- What you should do
Rewrite the listing below as a numbered list, leaving out any blank lines.

- - - -

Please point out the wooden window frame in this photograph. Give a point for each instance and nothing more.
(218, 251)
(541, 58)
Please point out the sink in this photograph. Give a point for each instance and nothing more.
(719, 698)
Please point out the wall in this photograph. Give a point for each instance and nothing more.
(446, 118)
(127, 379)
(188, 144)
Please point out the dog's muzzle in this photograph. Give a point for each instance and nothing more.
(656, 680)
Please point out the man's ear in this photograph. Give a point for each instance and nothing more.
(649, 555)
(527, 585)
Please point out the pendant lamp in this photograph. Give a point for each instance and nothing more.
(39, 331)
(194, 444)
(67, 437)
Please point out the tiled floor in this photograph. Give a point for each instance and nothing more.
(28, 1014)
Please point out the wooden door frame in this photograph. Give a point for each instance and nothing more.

- - - -

- Worked answer
1. Please point out the wooden window frame in this photograph. Give a point for each instance and nothing more.
2. (218, 251)
3. (541, 58)
4. Please point out the sink in this photograph. Give a point for each instance and nothing more.
5. (719, 698)
6. Please point out the wall in this photograph. Give a point for each instance and nothing more.
7. (446, 118)
8. (127, 379)
9. (188, 144)
10. Please point out the dog's muzzle in this photograph. Give a point for each instance and nothing more.
11. (656, 680)
12. Please point out the man's ear in this photograph. Give a point for each instance and nothing more.
13. (649, 555)
14. (527, 585)
15. Please point out the pendant lamp in this photograph. Give a point for each instance and nothing more.
16. (39, 331)
17. (194, 444)
18. (67, 437)
19. Please point out the tiled floor in this photograph. Give a point for each instance and nothing more.
20. (28, 1014)
21. Please point out the wooden door frame in this photograph. Give a point for each instance and nothing more.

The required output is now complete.